Stored data

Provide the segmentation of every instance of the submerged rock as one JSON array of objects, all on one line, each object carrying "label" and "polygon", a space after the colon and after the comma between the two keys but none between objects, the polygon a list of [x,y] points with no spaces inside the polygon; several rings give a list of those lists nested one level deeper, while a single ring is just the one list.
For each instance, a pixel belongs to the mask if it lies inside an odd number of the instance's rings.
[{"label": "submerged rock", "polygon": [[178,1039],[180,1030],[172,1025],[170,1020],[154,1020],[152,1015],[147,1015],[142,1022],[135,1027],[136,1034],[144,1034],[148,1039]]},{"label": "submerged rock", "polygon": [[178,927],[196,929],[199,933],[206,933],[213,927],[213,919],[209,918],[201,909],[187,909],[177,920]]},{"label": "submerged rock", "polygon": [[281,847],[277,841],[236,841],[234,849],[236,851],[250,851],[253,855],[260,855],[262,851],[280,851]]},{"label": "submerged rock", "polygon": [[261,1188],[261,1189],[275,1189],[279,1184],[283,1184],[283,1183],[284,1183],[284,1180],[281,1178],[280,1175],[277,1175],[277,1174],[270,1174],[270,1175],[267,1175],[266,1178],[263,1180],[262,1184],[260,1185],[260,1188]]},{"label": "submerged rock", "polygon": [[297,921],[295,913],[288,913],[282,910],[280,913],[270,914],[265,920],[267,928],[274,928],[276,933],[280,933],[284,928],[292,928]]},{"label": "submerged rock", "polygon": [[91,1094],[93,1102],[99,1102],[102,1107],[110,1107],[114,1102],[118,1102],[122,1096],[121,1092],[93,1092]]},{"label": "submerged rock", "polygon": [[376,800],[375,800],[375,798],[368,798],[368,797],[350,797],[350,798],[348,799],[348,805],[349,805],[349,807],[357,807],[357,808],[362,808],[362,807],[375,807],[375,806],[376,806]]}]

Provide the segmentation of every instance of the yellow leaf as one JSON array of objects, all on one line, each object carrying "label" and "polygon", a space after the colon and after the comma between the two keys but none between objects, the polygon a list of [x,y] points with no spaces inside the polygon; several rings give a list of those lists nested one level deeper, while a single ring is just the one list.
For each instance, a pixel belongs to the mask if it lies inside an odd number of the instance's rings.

---

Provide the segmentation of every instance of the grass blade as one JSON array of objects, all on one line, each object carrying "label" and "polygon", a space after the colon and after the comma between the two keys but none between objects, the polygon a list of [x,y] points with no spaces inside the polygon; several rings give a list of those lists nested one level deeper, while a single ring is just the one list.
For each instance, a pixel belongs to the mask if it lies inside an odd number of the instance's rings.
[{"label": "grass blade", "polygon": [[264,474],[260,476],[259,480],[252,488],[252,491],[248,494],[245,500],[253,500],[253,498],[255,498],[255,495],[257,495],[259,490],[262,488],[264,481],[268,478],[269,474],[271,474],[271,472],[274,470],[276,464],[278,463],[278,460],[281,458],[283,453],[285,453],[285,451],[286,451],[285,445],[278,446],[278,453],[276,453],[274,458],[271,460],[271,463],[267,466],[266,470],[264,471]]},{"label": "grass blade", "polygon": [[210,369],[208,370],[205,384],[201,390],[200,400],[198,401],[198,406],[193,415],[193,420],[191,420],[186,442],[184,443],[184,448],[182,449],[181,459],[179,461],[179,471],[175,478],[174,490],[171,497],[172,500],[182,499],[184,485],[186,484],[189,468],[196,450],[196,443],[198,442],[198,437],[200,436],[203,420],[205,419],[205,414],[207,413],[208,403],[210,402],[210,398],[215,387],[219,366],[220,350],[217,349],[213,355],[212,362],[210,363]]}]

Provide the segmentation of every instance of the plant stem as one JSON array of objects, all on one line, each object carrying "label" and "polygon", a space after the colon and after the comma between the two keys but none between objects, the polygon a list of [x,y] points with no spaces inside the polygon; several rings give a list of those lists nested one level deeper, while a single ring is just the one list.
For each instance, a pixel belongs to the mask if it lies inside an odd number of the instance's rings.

...

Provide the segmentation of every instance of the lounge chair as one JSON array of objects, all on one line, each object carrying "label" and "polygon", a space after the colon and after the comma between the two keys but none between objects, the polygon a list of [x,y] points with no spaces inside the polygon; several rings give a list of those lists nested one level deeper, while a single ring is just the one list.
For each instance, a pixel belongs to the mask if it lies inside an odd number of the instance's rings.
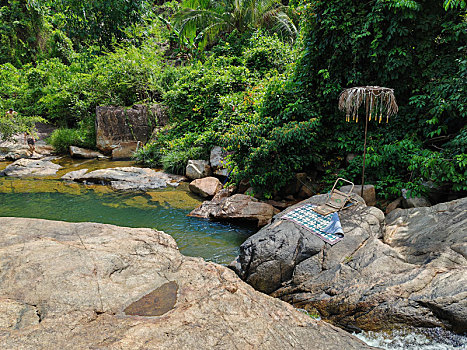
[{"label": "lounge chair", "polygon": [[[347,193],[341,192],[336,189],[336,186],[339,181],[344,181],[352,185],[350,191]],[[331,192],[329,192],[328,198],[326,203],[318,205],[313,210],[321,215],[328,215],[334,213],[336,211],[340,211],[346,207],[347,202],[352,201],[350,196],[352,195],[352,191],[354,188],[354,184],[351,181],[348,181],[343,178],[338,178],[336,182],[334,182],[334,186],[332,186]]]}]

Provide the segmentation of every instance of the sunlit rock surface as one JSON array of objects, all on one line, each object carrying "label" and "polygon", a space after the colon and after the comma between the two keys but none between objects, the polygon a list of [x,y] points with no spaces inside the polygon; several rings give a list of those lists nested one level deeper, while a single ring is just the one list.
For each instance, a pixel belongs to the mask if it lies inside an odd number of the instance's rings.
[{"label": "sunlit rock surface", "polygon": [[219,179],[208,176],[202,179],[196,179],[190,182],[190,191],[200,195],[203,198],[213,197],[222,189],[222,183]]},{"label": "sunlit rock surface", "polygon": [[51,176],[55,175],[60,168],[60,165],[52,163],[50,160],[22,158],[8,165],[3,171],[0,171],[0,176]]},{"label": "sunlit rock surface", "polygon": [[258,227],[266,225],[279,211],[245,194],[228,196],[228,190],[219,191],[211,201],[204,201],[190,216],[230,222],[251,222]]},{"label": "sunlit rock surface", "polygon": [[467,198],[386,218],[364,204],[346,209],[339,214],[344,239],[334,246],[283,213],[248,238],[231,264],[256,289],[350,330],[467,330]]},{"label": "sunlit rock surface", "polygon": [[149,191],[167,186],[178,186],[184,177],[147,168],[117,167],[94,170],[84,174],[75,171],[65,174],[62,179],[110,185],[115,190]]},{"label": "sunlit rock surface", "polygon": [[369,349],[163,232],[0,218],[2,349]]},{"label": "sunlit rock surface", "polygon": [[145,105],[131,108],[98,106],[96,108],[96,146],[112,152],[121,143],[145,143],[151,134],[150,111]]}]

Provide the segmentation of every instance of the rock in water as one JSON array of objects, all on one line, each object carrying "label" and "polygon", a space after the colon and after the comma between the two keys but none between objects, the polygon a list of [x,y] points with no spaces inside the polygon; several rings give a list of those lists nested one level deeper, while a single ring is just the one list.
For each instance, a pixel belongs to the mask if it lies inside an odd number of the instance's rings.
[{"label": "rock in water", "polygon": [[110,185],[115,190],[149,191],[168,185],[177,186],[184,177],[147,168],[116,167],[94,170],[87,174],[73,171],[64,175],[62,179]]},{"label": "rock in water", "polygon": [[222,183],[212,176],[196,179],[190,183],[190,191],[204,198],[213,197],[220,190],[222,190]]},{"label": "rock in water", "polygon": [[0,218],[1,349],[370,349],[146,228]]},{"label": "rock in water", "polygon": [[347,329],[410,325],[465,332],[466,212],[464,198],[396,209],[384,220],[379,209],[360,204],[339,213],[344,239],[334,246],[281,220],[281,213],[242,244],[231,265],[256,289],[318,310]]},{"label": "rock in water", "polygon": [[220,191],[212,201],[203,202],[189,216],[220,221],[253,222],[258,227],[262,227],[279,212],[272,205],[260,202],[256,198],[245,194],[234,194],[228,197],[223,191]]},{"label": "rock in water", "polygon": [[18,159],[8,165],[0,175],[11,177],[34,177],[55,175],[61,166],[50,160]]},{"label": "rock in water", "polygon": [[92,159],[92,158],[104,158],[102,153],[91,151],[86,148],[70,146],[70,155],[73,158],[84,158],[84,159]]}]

▶ _WHAT YOU ARE ASKED TO DO_: When you reach the line that has "Provide the segmentation of every instance of the lounge" in the data above, start repeating lines exactly, and stop after the line that has "Provide the segmentation of every instance of the sunlit"; pictures stay out.

▶ _SOLUTION FOR THIS PROBLEM_:
Provide the segmentation of every instance of the lounge chair as one JSON array of objects, all on one line, each object carrying "label" and "polygon", a space after the colon and after the comma between the two keys but none between objects, the polygon a list of [x,y] points with no spaces inside the polygon; several rings give a list of those lists nested one level deeper, while a single ring is just the one list.
For each instance, a pixel belongs to the mask if it lies inside an odd number of the instance's rings.
[{"label": "lounge chair", "polygon": [[[347,193],[341,192],[336,189],[336,186],[339,181],[344,181],[352,185],[350,191]],[[331,192],[329,192],[328,198],[326,203],[318,205],[313,210],[321,215],[328,215],[334,213],[336,211],[340,211],[346,207],[347,202],[352,201],[350,196],[352,195],[352,191],[354,188],[354,184],[351,181],[348,181],[343,178],[338,178],[336,182],[334,182],[334,186],[332,186]]]}]

Provide the segmentation of every instance of the sunlit rock surface as one JSON array of objects, all on one line, each object carrying "label" and "polygon", a space after the colon and after the comma between the two keys but none between objects, the polygon a list of [x,y] points with no spaces inside the polygon; several rings give a list of those lists nested one level deeper, while a single ring is just the one list.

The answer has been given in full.